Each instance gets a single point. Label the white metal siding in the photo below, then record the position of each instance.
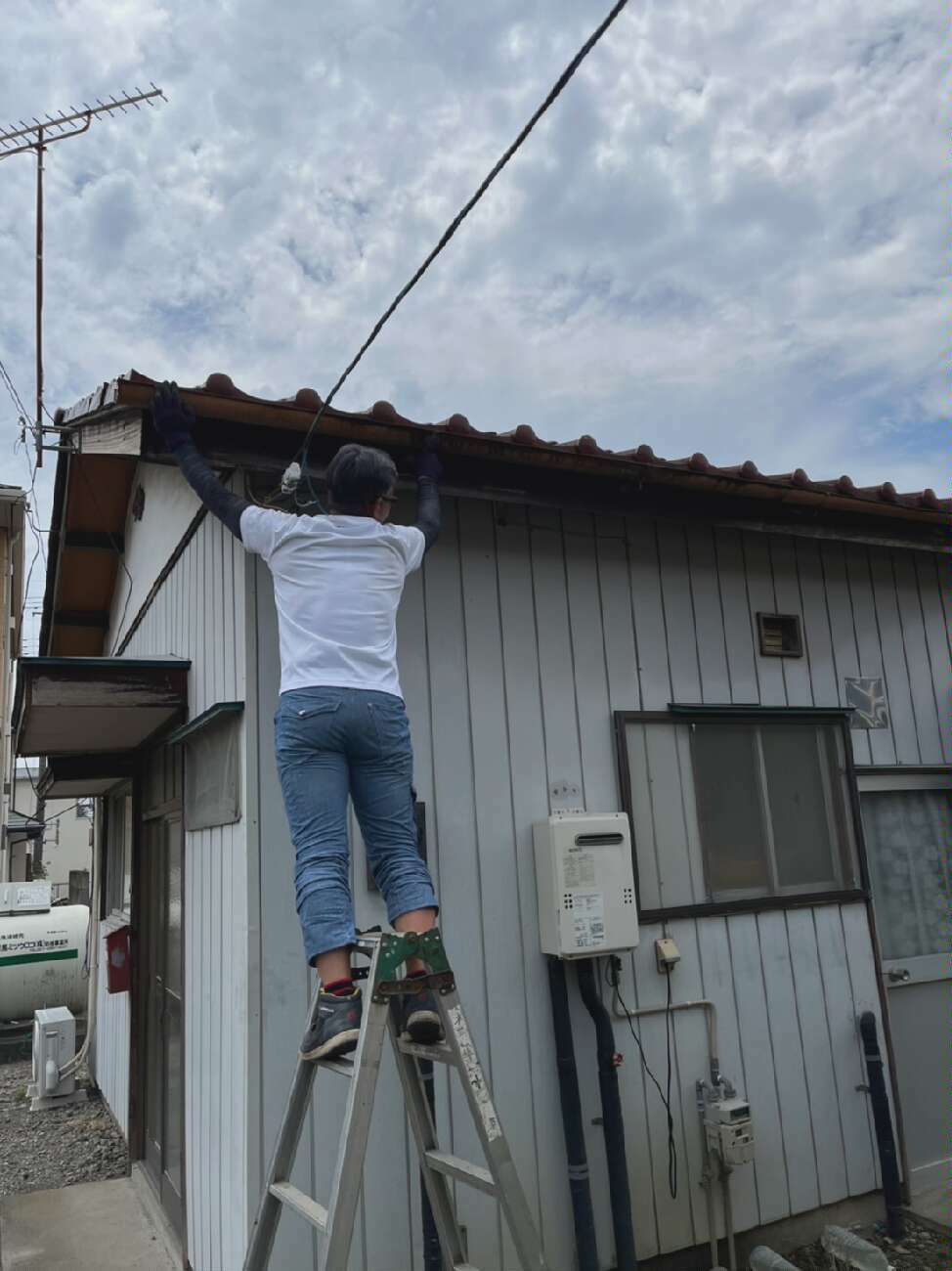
(198, 614)
(517, 640)
(112, 1041)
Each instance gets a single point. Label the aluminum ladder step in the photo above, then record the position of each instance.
(301, 1204)
(454, 1167)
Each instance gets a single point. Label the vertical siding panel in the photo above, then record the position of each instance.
(648, 617)
(917, 652)
(817, 638)
(616, 592)
(893, 657)
(646, 851)
(689, 1032)
(708, 615)
(817, 1056)
(757, 1047)
(937, 643)
(846, 1051)
(788, 1063)
(590, 675)
(739, 635)
(680, 634)
(718, 986)
(530, 802)
(883, 746)
(455, 818)
(762, 600)
(496, 844)
(563, 762)
(673, 1215)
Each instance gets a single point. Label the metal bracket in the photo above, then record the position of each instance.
(394, 951)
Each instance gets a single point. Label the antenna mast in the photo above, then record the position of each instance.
(37, 136)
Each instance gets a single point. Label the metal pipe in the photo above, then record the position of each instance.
(572, 1123)
(728, 1215)
(39, 296)
(698, 1004)
(612, 1118)
(883, 1122)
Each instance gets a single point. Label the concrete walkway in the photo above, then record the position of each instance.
(92, 1227)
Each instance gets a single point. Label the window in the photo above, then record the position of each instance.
(906, 838)
(118, 865)
(771, 809)
(779, 636)
(737, 808)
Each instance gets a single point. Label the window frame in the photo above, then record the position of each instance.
(792, 898)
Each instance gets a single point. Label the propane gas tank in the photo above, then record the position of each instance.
(41, 961)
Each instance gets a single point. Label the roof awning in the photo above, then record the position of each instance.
(96, 708)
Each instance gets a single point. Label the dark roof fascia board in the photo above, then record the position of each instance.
(398, 433)
(186, 731)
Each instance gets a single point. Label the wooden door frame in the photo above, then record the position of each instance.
(139, 980)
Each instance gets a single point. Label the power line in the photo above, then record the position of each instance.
(454, 225)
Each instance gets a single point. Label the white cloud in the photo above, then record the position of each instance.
(727, 236)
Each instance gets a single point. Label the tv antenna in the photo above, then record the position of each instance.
(36, 136)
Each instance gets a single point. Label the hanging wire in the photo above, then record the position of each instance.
(450, 230)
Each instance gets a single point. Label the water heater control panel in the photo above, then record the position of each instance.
(584, 881)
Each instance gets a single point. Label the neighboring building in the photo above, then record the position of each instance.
(59, 837)
(740, 662)
(13, 508)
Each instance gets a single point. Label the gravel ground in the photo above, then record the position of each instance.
(921, 1249)
(74, 1144)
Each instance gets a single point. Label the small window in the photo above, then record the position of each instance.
(781, 636)
(212, 770)
(771, 809)
(118, 865)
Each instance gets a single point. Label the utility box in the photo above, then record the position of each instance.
(584, 881)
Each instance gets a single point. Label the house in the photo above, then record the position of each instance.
(756, 669)
(13, 529)
(58, 837)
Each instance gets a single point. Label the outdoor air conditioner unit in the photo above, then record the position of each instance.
(54, 1046)
(584, 880)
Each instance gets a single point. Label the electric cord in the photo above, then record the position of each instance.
(448, 234)
(613, 979)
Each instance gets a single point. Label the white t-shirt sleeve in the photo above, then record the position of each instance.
(263, 528)
(411, 543)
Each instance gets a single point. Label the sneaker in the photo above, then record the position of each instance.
(335, 1029)
(421, 1018)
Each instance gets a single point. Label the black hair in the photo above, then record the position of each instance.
(359, 475)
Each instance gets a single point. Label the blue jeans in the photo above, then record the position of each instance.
(329, 744)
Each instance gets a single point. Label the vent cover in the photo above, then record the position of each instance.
(781, 636)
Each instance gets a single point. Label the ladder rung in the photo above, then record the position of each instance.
(461, 1169)
(439, 1054)
(301, 1204)
(345, 1067)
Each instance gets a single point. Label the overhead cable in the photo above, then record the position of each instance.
(454, 225)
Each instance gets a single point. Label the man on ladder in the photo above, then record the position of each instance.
(341, 727)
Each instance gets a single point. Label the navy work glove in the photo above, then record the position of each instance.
(428, 461)
(173, 419)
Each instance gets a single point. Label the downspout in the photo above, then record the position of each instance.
(883, 1123)
(612, 1118)
(572, 1125)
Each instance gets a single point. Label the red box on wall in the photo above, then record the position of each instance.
(118, 970)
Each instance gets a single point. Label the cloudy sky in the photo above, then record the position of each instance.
(728, 236)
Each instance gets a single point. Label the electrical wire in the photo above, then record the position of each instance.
(449, 232)
(613, 978)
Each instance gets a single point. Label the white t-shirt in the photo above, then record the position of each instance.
(338, 581)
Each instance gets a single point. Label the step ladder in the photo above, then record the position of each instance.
(439, 1168)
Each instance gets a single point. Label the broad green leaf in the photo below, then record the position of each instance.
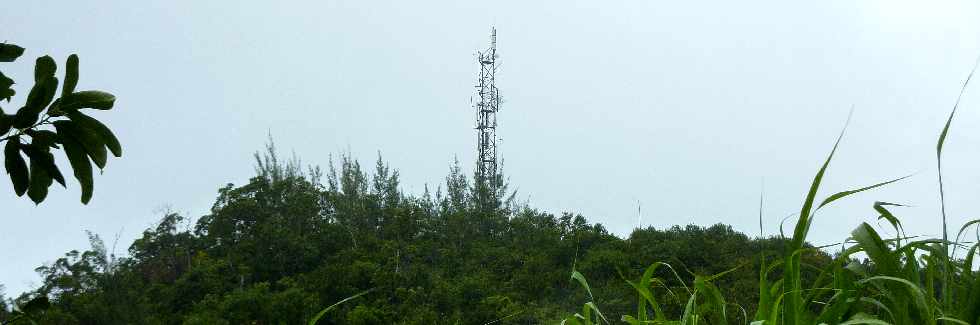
(39, 153)
(319, 315)
(100, 130)
(93, 144)
(44, 68)
(16, 166)
(88, 99)
(40, 180)
(79, 160)
(71, 75)
(5, 91)
(10, 52)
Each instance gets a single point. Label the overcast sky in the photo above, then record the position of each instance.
(684, 106)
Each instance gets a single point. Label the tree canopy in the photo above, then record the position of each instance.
(48, 121)
(284, 245)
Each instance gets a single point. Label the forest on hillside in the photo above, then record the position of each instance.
(285, 245)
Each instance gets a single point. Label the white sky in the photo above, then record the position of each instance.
(683, 106)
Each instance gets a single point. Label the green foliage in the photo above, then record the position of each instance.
(900, 281)
(283, 247)
(28, 131)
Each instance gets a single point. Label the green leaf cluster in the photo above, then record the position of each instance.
(50, 122)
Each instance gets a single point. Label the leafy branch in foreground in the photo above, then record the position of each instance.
(46, 122)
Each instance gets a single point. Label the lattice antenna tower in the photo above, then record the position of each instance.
(487, 106)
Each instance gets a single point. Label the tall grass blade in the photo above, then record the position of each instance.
(319, 315)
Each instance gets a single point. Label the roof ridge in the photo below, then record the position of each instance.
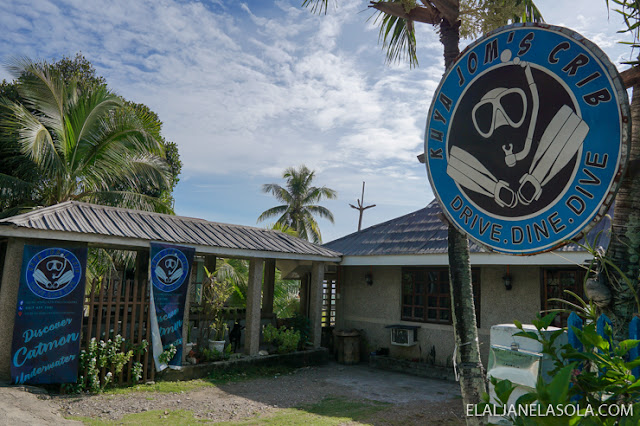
(71, 206)
(378, 225)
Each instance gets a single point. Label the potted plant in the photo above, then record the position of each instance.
(215, 293)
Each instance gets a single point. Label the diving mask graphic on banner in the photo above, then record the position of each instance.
(526, 138)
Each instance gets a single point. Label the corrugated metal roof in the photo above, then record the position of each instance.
(422, 232)
(73, 216)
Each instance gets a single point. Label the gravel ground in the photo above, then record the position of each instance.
(412, 400)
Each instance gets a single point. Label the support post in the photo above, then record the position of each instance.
(315, 301)
(268, 288)
(304, 295)
(252, 331)
(8, 300)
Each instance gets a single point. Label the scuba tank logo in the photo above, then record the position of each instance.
(525, 137)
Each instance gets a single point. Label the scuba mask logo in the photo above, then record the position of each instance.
(53, 273)
(517, 134)
(169, 269)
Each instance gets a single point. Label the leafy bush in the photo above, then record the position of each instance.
(168, 354)
(598, 375)
(110, 356)
(302, 325)
(286, 339)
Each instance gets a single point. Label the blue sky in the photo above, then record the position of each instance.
(249, 88)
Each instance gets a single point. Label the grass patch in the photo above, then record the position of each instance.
(328, 412)
(155, 417)
(233, 375)
(162, 387)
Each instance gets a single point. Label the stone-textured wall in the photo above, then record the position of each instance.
(371, 308)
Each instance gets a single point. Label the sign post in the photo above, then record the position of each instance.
(46, 334)
(527, 138)
(170, 272)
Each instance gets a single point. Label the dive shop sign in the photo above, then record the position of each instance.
(526, 138)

Work to do: Reproduce the records above exactly, starting with the line that contains "Each instance gets a single point. Label the scuba tank" and ending with the last line.

Solved exercise:
Each instance gets a single point. Label the scuba tank logo in the photo above, then record the position of each instance.
(525, 137)
Each instance gets a single point. Label the scuba mask logo in the photo above, then record the position of each instance.
(53, 273)
(517, 134)
(169, 269)
Each instance gets a single point. Label the leafy bush in the photo above, then record the position of each instance.
(168, 354)
(598, 375)
(110, 356)
(302, 325)
(286, 339)
Each instance gets a single point. Label the blue sky in the photo above, then record the position of each instance.
(249, 88)
Each instance gets a single point. Label the grass patch in the photo above, then record the position of each instance.
(328, 412)
(155, 417)
(233, 375)
(162, 387)
Each instance gets a single point. Label the stone-textured wall in the photo above, then record the position of each instance.
(371, 308)
Each instance gets a single point. Label the sign post in the photo above, then record the position of each instance.
(46, 334)
(527, 138)
(170, 272)
Each instance gets a single point. Label the dive shop sign in the photo above, then record the position of each instance.
(526, 138)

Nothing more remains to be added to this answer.